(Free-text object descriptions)
---------------
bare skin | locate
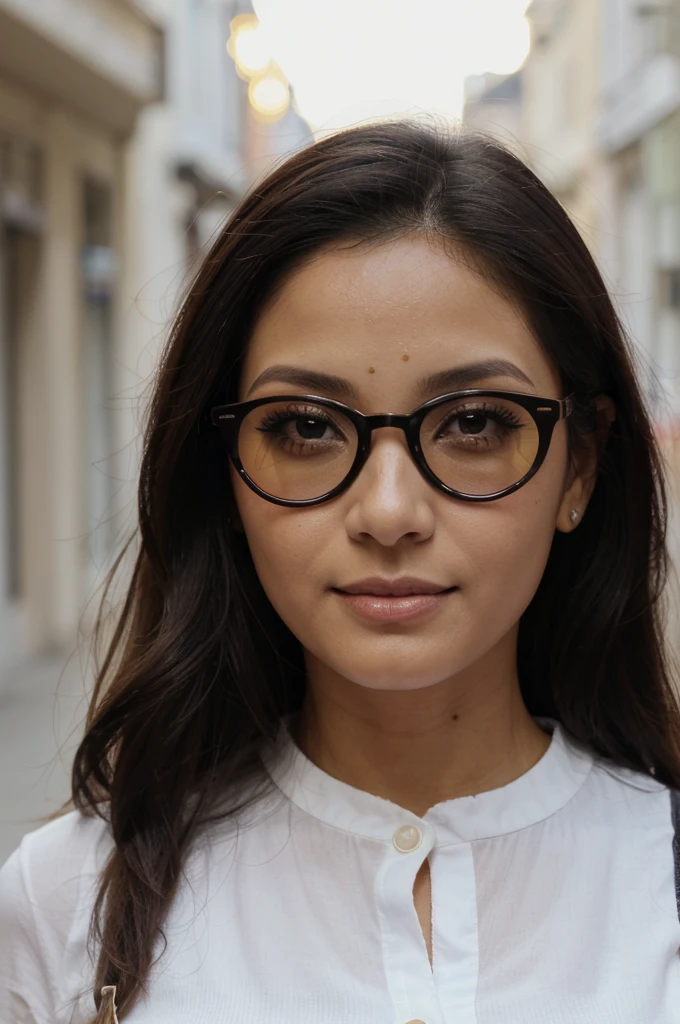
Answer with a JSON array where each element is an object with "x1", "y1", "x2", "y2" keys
[
  {"x1": 413, "y1": 859, "x2": 433, "y2": 968},
  {"x1": 230, "y1": 233, "x2": 609, "y2": 962}
]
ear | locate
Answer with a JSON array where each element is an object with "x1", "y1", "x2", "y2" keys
[{"x1": 556, "y1": 394, "x2": 616, "y2": 533}]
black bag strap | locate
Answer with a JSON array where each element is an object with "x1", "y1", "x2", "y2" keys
[{"x1": 671, "y1": 789, "x2": 680, "y2": 921}]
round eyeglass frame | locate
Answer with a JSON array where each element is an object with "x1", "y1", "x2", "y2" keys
[{"x1": 210, "y1": 389, "x2": 575, "y2": 508}]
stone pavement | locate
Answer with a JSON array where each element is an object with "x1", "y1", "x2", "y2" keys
[{"x1": 0, "y1": 650, "x2": 91, "y2": 865}]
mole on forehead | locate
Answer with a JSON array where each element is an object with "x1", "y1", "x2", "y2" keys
[{"x1": 367, "y1": 353, "x2": 409, "y2": 373}]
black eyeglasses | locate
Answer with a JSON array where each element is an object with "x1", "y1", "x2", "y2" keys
[{"x1": 210, "y1": 389, "x2": 574, "y2": 507}]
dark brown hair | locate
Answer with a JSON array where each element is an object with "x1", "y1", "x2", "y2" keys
[{"x1": 62, "y1": 118, "x2": 680, "y2": 1020}]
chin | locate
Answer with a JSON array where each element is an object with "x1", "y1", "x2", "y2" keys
[
  {"x1": 338, "y1": 659, "x2": 454, "y2": 692},
  {"x1": 355, "y1": 678, "x2": 446, "y2": 692}
]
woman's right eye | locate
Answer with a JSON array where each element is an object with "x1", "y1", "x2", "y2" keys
[
  {"x1": 291, "y1": 415, "x2": 332, "y2": 439},
  {"x1": 257, "y1": 408, "x2": 346, "y2": 443}
]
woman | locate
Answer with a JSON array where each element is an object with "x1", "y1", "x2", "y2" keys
[{"x1": 1, "y1": 118, "x2": 680, "y2": 1024}]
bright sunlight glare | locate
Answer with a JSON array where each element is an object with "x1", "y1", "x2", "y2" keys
[
  {"x1": 233, "y1": 25, "x2": 273, "y2": 76},
  {"x1": 252, "y1": 0, "x2": 531, "y2": 133},
  {"x1": 250, "y1": 75, "x2": 290, "y2": 117}
]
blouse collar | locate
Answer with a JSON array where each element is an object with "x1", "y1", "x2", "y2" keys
[{"x1": 260, "y1": 715, "x2": 595, "y2": 847}]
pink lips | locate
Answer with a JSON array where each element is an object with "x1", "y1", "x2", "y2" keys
[{"x1": 333, "y1": 576, "x2": 455, "y2": 623}]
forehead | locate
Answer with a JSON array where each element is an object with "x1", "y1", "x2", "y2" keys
[{"x1": 240, "y1": 234, "x2": 559, "y2": 398}]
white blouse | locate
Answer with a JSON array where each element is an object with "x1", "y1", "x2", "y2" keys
[{"x1": 1, "y1": 714, "x2": 680, "y2": 1024}]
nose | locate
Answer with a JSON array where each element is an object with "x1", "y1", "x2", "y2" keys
[{"x1": 343, "y1": 429, "x2": 436, "y2": 547}]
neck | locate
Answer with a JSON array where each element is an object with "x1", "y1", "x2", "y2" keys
[{"x1": 289, "y1": 644, "x2": 551, "y2": 818}]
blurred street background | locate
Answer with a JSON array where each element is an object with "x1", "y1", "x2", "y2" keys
[{"x1": 1, "y1": 0, "x2": 680, "y2": 863}]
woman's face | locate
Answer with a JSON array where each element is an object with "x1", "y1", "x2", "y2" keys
[{"x1": 231, "y1": 234, "x2": 589, "y2": 692}]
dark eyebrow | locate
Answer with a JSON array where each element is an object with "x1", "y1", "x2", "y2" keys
[
  {"x1": 245, "y1": 359, "x2": 535, "y2": 402},
  {"x1": 245, "y1": 365, "x2": 360, "y2": 400},
  {"x1": 415, "y1": 360, "x2": 535, "y2": 400}
]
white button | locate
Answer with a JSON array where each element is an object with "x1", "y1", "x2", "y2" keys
[{"x1": 392, "y1": 824, "x2": 422, "y2": 853}]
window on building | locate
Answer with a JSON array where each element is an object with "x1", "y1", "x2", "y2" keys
[
  {"x1": 1, "y1": 226, "x2": 21, "y2": 600},
  {"x1": 659, "y1": 268, "x2": 680, "y2": 310},
  {"x1": 0, "y1": 134, "x2": 43, "y2": 608}
]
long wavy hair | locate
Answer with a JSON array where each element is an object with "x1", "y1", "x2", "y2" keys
[{"x1": 62, "y1": 118, "x2": 680, "y2": 1020}]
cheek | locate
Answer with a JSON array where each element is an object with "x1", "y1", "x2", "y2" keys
[
  {"x1": 232, "y1": 472, "x2": 330, "y2": 613},
  {"x1": 458, "y1": 454, "x2": 566, "y2": 616}
]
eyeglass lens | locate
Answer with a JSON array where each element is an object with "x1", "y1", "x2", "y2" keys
[{"x1": 237, "y1": 396, "x2": 540, "y2": 500}]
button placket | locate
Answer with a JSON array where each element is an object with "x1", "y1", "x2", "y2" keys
[
  {"x1": 376, "y1": 821, "x2": 444, "y2": 1024},
  {"x1": 429, "y1": 842, "x2": 479, "y2": 1024}
]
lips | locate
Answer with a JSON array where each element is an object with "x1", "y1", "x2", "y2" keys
[
  {"x1": 334, "y1": 576, "x2": 453, "y2": 596},
  {"x1": 332, "y1": 579, "x2": 456, "y2": 624}
]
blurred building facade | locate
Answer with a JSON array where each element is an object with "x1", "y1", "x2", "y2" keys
[
  {"x1": 0, "y1": 0, "x2": 164, "y2": 674},
  {"x1": 521, "y1": 0, "x2": 605, "y2": 259},
  {"x1": 0, "y1": 0, "x2": 312, "y2": 680},
  {"x1": 597, "y1": 0, "x2": 680, "y2": 413}
]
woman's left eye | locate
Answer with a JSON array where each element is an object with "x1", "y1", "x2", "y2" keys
[
  {"x1": 457, "y1": 411, "x2": 489, "y2": 435},
  {"x1": 439, "y1": 405, "x2": 521, "y2": 435}
]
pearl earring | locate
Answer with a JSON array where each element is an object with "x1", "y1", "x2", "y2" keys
[{"x1": 569, "y1": 508, "x2": 579, "y2": 523}]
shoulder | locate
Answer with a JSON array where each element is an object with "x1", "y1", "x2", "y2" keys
[
  {"x1": 563, "y1": 731, "x2": 680, "y2": 843},
  {"x1": 0, "y1": 807, "x2": 114, "y2": 930},
  {"x1": 568, "y1": 749, "x2": 680, "y2": 921},
  {"x1": 552, "y1": 720, "x2": 676, "y2": 826},
  {"x1": 584, "y1": 753, "x2": 679, "y2": 874},
  {"x1": 0, "y1": 809, "x2": 113, "y2": 1024},
  {"x1": 584, "y1": 749, "x2": 677, "y2": 821}
]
---------------
▶ [TASK DESCRIPTION]:
Every line of the data above is to be set down word for word, with the pictures left out.

▶ [SOLVED PROBLEM]:
bare skin | locate
Answer with a JSON array where each element is an object with "x1", "y1", "x2", "y2" keys
[
  {"x1": 413, "y1": 859, "x2": 433, "y2": 968},
  {"x1": 230, "y1": 233, "x2": 609, "y2": 962}
]
ear | locate
Answer with a JSON array where each element is an object with "x1", "y1", "x2", "y2" keys
[{"x1": 556, "y1": 394, "x2": 616, "y2": 533}]
black bag strap | locate
Answer with a JSON array where each element is an object with "x1", "y1", "x2", "y2" keys
[{"x1": 671, "y1": 789, "x2": 680, "y2": 921}]
round eyeglass frame | locate
Answer with a JSON array where each element is an object with "x1", "y1", "x2", "y2" keys
[{"x1": 210, "y1": 389, "x2": 575, "y2": 508}]
stone pavement | locate
Answer with a JSON array where each element is an object with "x1", "y1", "x2", "y2" keys
[{"x1": 0, "y1": 650, "x2": 91, "y2": 865}]
mole on forehead | locate
Answer with a JSON array where each element is an object with "x1", "y1", "x2", "y2" keys
[{"x1": 367, "y1": 353, "x2": 409, "y2": 373}]
black eyeglasses | locate
Answer with a JSON array where each element is an object with "x1", "y1", "x2", "y2" keys
[{"x1": 210, "y1": 389, "x2": 574, "y2": 507}]
dark brown hair | locate
Answer with a JSON array where each element is an object with "x1", "y1", "x2", "y2" keys
[{"x1": 62, "y1": 118, "x2": 680, "y2": 1020}]
chin | locate
Answer with a JSON array where each element is an object with "x1", "y1", "x2", "y2" keys
[
  {"x1": 338, "y1": 659, "x2": 454, "y2": 692},
  {"x1": 355, "y1": 678, "x2": 446, "y2": 692}
]
woman's right eye | locate
Answer with a JSON array where each element is an object with "x1", "y1", "x2", "y2" keys
[
  {"x1": 291, "y1": 415, "x2": 332, "y2": 439},
  {"x1": 257, "y1": 408, "x2": 346, "y2": 443}
]
woman | locate
Answer with a JSON array where each element is an object with "x1", "y1", "x2", "y2" keys
[{"x1": 1, "y1": 118, "x2": 680, "y2": 1024}]
bright sunlight glare | locate
Answer with a JSON array where each element is an object with "x1", "y1", "x2", "y2" keys
[
  {"x1": 233, "y1": 25, "x2": 273, "y2": 76},
  {"x1": 252, "y1": 0, "x2": 531, "y2": 133},
  {"x1": 250, "y1": 75, "x2": 290, "y2": 117}
]
blouse collar | locate
Answer with a JSON array where each element is an object with "x1", "y1", "x2", "y2" keys
[{"x1": 260, "y1": 715, "x2": 595, "y2": 847}]
pink lips | locate
Answer with a JSON array where each element is an object with "x1", "y1", "x2", "y2" keys
[{"x1": 333, "y1": 576, "x2": 455, "y2": 623}]
forehead | locate
Answer with a JSON array where each element is an object with "x1", "y1", "x2", "y2" keys
[{"x1": 240, "y1": 234, "x2": 559, "y2": 398}]
white blouse | locate
Answer with a JSON array where each element is an object with "x1", "y1", "x2", "y2" keys
[{"x1": 1, "y1": 714, "x2": 680, "y2": 1024}]
nose | locate
Answer with a JSON array where each element is an object with "x1", "y1", "x2", "y2" keys
[{"x1": 343, "y1": 429, "x2": 436, "y2": 547}]
neck | locate
Answer with a JSON array where each element is an object with "x1", "y1", "x2", "y2" keys
[{"x1": 289, "y1": 644, "x2": 551, "y2": 818}]
blurred street background | locate
Answer with a JSON array where each element is an object with "x1", "y1", "x2", "y2" keys
[{"x1": 1, "y1": 0, "x2": 680, "y2": 863}]
woman's face | locate
Answer with a JSON array where each element is an object with "x1", "y1", "x2", "y2" keys
[{"x1": 231, "y1": 234, "x2": 589, "y2": 692}]
dark eyebrow | locate
Answer with a JSON array where each element is an object with "x1", "y1", "x2", "y2" keys
[
  {"x1": 245, "y1": 359, "x2": 535, "y2": 402},
  {"x1": 245, "y1": 365, "x2": 360, "y2": 400},
  {"x1": 415, "y1": 360, "x2": 535, "y2": 400}
]
white button | locate
Answer with a JSON array where each element is an object with "x1", "y1", "x2", "y2" keys
[{"x1": 392, "y1": 824, "x2": 422, "y2": 853}]
window on building | locate
Answer with a JSON array where each element is an object with "x1", "y1", "x2", "y2" keys
[
  {"x1": 1, "y1": 226, "x2": 21, "y2": 600},
  {"x1": 659, "y1": 268, "x2": 680, "y2": 310},
  {"x1": 0, "y1": 134, "x2": 43, "y2": 608}
]
long wavy hair | locate
Answer with a JSON array where each element is an object with "x1", "y1", "x2", "y2" keys
[{"x1": 62, "y1": 118, "x2": 680, "y2": 1020}]
cheek | locate
Answer with a JSON array where each element is an object with "x1", "y1", "x2", "y2" keys
[
  {"x1": 232, "y1": 472, "x2": 330, "y2": 613},
  {"x1": 458, "y1": 454, "x2": 566, "y2": 616}
]
eyeglass lens | locate
Answer with a JSON array where each element is an object with "x1", "y1", "x2", "y2" keys
[{"x1": 237, "y1": 396, "x2": 540, "y2": 500}]
button placket | locate
Answer with a JSON array where each element is an object with "x1", "y1", "x2", "y2" keys
[
  {"x1": 376, "y1": 821, "x2": 444, "y2": 1024},
  {"x1": 429, "y1": 842, "x2": 479, "y2": 1024}
]
lips | locate
Answer with a JSON array where each element is an object with "x1", "y1", "x2", "y2" keys
[
  {"x1": 334, "y1": 576, "x2": 453, "y2": 596},
  {"x1": 332, "y1": 579, "x2": 456, "y2": 624}
]
blurred building facade | locate
Answer with a JSON array where each element is an object with "x1", "y1", "x2", "y2" keys
[
  {"x1": 0, "y1": 0, "x2": 164, "y2": 674},
  {"x1": 521, "y1": 0, "x2": 605, "y2": 259},
  {"x1": 0, "y1": 0, "x2": 312, "y2": 680},
  {"x1": 597, "y1": 0, "x2": 680, "y2": 413}
]
woman's left eye | locate
Answer with a JSON array where each element is an object with "x1", "y1", "x2", "y2" keys
[
  {"x1": 457, "y1": 411, "x2": 489, "y2": 435},
  {"x1": 439, "y1": 405, "x2": 521, "y2": 435}
]
pearl earring | locate
Answer with a JSON array where each element is an object with "x1", "y1", "x2", "y2" keys
[{"x1": 569, "y1": 508, "x2": 579, "y2": 523}]
shoulder | locate
Answer with a JSON array where each element is an object with "x1", "y1", "x2", "y2" keys
[
  {"x1": 563, "y1": 731, "x2": 680, "y2": 843},
  {"x1": 0, "y1": 807, "x2": 114, "y2": 930},
  {"x1": 568, "y1": 749, "x2": 680, "y2": 921},
  {"x1": 552, "y1": 720, "x2": 676, "y2": 826},
  {"x1": 584, "y1": 753, "x2": 679, "y2": 874},
  {"x1": 0, "y1": 809, "x2": 113, "y2": 1024},
  {"x1": 584, "y1": 749, "x2": 677, "y2": 821}
]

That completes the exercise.